(THE EXERCISE)
Format the data below as a numbered list, one item per line, omitting blank lines and leaving the picture out.

(DATA SUPPLIED)
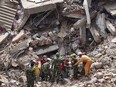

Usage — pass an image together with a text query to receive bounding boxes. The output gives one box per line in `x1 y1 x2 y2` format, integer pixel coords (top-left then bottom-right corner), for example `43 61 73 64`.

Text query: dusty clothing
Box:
74 55 92 75
34 65 40 76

(EXERCISE ANSWER)
1. Usage — pass an image together with a text query to receive bounding boxes. The output gives one box per line in `x1 y1 x2 y2` format, integer pixel coords (top-left then bottom-right corner), for example `43 61 73 64`.
2. Text query: dusty clothing
3. Box:
4. 74 55 92 75
5. 34 65 40 76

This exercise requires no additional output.